→ **Work order A**: Summarize the running essay in two sentences.
→ **Work order B**: Please reproduce the part of the running essay that starts with "I often found" and goes on through "the real gift.", word for word.

This past fall I started running. Which even as I type this truth it feels like a bit of an impossibility. I've never been, or ever wanted to be a runner, but it undoubtedly became something I felt driven to do. Something in me, one day, just needed to go fast.
For a good part of the last year I compassionately let my body have every comfort it needed to get through all the hard things. Extra amounts of sleep, carbs, deep quiet and rest were medicine. Until I could feel it in my bones, as the leaves began to change, I no longer needed to be still. It started off as a daily walk outside on the beautiful rail trail in my town. Eventually it picked up pace to where I was ticking off miles at a time, closing some invisible distance inside me. Everything in me just needed to move, sweat, and burn. It had zero to do with losing weight. It had everything to do with letting go of things I no longer needed. Part of it, I know now, is shedding decades of an unhealthy, unloving relationship with my body, that is still always a work in progress.
I often found myself crying when I ran, just allowing it to happen when it came up. Something about the flow of sweat and tears as my body moved, processing the weight of heavy emotions, some old and some new, feeling strong and capable, has been absolute alchemy. And I have finally come to trust my body knows what it needs. This, I realize, is the real gift.

→ **Dataset content**:
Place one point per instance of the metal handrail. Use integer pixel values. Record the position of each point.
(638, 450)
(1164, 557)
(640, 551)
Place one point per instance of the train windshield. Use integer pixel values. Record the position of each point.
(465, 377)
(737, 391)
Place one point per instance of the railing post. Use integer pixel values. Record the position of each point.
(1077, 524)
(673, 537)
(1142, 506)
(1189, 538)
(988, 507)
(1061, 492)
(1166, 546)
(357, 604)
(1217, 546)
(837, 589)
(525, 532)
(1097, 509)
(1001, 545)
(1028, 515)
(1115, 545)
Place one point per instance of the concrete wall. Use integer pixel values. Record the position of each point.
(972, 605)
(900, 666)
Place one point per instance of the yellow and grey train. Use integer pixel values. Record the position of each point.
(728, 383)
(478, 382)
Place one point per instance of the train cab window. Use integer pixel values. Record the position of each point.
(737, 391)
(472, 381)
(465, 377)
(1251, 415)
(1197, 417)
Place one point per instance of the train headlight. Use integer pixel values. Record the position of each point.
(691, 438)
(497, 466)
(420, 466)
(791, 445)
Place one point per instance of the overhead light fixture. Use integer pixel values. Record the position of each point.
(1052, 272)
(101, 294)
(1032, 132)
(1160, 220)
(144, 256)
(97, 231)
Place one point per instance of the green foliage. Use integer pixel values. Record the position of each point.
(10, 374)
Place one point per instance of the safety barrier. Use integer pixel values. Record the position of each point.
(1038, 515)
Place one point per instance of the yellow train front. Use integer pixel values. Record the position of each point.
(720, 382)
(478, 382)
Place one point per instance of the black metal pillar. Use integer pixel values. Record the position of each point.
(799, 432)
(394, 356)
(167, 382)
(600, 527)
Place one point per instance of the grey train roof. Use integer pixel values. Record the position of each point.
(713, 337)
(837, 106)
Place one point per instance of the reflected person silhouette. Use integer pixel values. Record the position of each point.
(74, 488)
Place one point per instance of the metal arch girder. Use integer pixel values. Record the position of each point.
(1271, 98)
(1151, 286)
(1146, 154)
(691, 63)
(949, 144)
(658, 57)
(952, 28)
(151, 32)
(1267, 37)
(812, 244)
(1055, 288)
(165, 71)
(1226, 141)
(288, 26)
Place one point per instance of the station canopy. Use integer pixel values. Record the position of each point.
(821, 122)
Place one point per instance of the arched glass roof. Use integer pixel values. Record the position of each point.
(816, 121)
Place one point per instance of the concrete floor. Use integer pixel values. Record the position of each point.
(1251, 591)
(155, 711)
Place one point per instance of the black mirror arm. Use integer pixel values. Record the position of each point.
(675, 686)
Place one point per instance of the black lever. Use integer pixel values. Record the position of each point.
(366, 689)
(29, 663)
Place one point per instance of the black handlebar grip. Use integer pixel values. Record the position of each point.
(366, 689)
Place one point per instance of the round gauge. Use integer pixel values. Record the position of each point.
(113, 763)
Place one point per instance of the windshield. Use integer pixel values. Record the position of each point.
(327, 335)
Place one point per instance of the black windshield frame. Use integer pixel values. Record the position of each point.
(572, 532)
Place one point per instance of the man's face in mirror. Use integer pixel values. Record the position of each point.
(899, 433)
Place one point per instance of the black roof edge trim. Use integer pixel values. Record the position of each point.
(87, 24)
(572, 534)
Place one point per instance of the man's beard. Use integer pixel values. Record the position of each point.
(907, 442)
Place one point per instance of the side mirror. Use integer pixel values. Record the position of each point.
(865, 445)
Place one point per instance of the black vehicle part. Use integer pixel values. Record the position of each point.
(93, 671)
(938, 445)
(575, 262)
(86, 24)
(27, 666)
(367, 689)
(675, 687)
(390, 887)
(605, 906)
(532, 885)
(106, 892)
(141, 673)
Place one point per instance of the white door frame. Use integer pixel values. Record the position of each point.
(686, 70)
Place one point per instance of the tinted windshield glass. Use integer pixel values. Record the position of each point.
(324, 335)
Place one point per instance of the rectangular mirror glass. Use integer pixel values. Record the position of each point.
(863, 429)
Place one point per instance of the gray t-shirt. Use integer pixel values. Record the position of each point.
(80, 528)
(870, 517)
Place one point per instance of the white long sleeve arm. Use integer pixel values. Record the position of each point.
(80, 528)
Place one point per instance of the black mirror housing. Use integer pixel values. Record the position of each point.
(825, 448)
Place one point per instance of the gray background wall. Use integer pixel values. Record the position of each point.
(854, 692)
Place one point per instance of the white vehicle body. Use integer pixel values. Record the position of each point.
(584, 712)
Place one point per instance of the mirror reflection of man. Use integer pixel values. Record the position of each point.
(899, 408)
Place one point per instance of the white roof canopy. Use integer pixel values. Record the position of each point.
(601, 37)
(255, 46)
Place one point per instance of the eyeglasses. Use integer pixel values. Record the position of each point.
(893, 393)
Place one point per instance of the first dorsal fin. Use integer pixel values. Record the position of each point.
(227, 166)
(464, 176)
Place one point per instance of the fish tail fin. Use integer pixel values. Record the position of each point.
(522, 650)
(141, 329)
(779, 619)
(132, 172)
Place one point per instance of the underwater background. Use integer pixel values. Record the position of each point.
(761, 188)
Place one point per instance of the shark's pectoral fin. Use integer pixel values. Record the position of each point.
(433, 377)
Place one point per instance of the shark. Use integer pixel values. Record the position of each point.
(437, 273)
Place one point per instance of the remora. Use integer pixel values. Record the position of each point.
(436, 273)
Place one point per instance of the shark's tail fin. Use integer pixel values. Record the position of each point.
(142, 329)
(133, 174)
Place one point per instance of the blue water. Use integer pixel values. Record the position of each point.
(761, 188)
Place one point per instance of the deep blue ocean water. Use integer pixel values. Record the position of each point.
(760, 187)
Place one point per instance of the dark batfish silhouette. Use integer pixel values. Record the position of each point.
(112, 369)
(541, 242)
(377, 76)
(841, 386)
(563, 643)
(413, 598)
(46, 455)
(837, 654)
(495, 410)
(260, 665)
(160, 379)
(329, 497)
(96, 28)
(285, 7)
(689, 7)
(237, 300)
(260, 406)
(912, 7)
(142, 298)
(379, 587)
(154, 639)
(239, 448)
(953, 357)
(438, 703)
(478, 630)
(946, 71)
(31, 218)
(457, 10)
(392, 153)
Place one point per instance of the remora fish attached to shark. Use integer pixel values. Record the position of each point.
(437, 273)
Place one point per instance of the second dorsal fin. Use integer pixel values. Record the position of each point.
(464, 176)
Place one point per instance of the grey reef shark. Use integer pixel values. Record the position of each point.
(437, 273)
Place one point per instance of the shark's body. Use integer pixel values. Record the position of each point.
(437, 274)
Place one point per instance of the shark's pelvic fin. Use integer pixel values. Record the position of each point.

→ **Answer section A**: The writer started running this past fall after a long stretch of letting the body rest, moving from daily walks on a rail trail to running miles at a time, not to lose weight but to let go of things no longer needed. Running often brought tears and a sense of strength, and the writer has come to trust that the body knows what it needs.

→ **Answer section B**:
I often found myself crying when I ran, just allowing it to happen when it came up. Something about the flow of sweat and tears as my body moved, processing the weight of heavy emotions, some old and some new, feeling strong and capable, has been absolute alchemy. And I have finally come to trust my body knows what it needs. This, I realize, is the real gift.